## Stored dataset items
────────
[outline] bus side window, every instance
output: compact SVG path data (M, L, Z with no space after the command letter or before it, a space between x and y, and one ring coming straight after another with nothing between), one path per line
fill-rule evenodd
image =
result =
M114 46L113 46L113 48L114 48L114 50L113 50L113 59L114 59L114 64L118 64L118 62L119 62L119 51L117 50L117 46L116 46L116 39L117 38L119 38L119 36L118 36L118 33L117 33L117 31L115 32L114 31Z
────────
## Set exercise
Quote every line of the listing above, reproducing each one precisely.

## Result below
[outline] bus side window, every instance
output: compact SVG path data (M, L, Z with no space after the command letter or before it, a space between x and y, and one ring coming straight after another with nothing between), one path per line
fill-rule evenodd
image =
result =
M114 46L113 46L113 48L114 48L114 50L113 50L113 59L114 59L114 64L118 64L118 62L119 62L119 51L117 50L117 46L116 46L116 39L117 38L119 38L119 36L118 36L118 33L117 33L117 31L115 32L114 31Z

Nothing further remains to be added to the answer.